• Aim A
Reproduce lines from the listing below without any change, beginning at the line that contains "Would you be willing to mark the instrument" and stopping after the line that contains "column 81, row 25".

• Excerpted passage
>> begin

If you hold silver in unallocated form, no serial numbers and no
specific weights, but are told you can convert to real silver and
get physical delivery for a small additional charge, at any time,
that should tell you clearly that you don't hold real silver.
There are many potential problems with this type of paper silver.

You can't be certain of the "small additional charges" to convert
your unallocated silver to allocated in extreme market conditions.
You can't be sure that, in disorderly conditions, conversion
agreements won't be arbitrarily terminated.

Conversion may be no problem at single-digit silver prices, but what
about double- or triple-digit prices?

When you hold unallocated silver, pool accounts, or unbacked bank
silver certificates, you are not holding real silver at all, you are
holding something else completely. You are basically holding a
promise of performance based upon the continued and future financial
health of a counterparty. In other words, if you are holding paper
silver, and the silver doesn't actually exist, a specific company
can fail in extreme silver market conditions. For that, or some
other non-silver related crisis, you may become a mere creditor of a
defunct company. Remember, that history tells us nobody is too big
to fail.

I am not saying that all issuers of silver paper will go belly-up
and holders of that paper will be out of luck. I am saying that the
potential exists for unpleasant surprises. Companies go out of
business all the time, leaving heartache and unrecovered losses in
their wake. The issuers of unbacked silver paper obligations are, in
essence, only as good as their continued credit-worthiness. There is
no FDIC or other insurance behind these unbacked silver obligations.
With legitimate silver storage obligations, it is different. You own
specific silver that is not dependent upon the financial health of
the COMEX or any single financial entity. Your silver is segregated
and held in your name only.

There is one very important rule for all silver investors who have
their silver stored: Never have your silver stored by the same
company you bought the silver from. Storage is a different function
from buying and selling, and your dealer should not be doing both.
The only exception should be where the dealer is a primary dealer
(such as HSBC or ScotiaMocatta), and then only if all other common-
sense rules are followed, such as specific serial numbers and
weights, as well as the ability to demand immediate delivery. This
exception would also apply to silver stored via COMEX futures
delivery. Dealing is dealing and storage is storage.

Under no conditions should you allow anyone to hold your silver
without strong proof of the existence of real silver. Nor should you
assume the continued financial health of any issuer of unbacked
silver paper obligations. Why make things complicated? Buying silver
in the right form shouldn't be complicated.

It's just too easy to make sure you hold the right form of stored
silver. The purpose of this article is for you to make sure you hold
the right form of stored silver. It may be the single most important
thing you can do to ensure that you will not be subject to an ugly
surprise down the road. I suspect that many people are putting
themselves at riskassuming that if they hold paper from some very
big financial institutions or well-known metal names, it doesn't
matter if the silver actually exists. Maybe, but why take the
chance?

>> end

Point placement listing
>> begin

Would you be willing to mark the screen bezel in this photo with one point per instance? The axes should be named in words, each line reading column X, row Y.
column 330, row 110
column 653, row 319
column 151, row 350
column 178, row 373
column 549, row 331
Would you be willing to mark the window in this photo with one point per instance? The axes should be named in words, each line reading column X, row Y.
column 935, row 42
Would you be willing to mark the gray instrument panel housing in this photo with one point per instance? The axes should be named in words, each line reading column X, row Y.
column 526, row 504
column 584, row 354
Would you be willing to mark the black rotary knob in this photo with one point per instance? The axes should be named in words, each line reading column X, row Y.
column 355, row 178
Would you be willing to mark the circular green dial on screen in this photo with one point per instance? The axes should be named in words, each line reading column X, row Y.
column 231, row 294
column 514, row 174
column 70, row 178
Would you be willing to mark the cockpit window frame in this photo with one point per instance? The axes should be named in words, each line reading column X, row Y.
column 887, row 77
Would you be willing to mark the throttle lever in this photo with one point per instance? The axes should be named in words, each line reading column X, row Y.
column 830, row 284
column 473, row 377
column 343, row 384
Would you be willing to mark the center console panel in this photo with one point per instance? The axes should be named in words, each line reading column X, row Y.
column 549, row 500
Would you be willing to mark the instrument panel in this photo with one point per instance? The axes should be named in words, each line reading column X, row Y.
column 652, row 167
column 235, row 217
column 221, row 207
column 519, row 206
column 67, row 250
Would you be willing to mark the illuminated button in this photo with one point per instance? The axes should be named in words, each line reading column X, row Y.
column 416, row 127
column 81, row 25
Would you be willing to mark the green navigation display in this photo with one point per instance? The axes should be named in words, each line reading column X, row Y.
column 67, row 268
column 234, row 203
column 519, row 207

>> end

• Aim B
What does the passage on stored silver give as the one very important rule for all silver investors who have their silver stored?

• Final result A
Would you be willing to mark the instrument panel in this photo with one point per instance? The axes should be named in words, each line reading column X, row Y.
column 652, row 167
column 235, row 217
column 221, row 207
column 519, row 206
column 67, row 250
Would you be willing to mark the illuminated button in this photo with one point per instance? The axes should be named in words, each line reading column X, row Y.
column 416, row 127
column 81, row 25

• Final result B
Never have your silver stored by the same company you bought the silver from.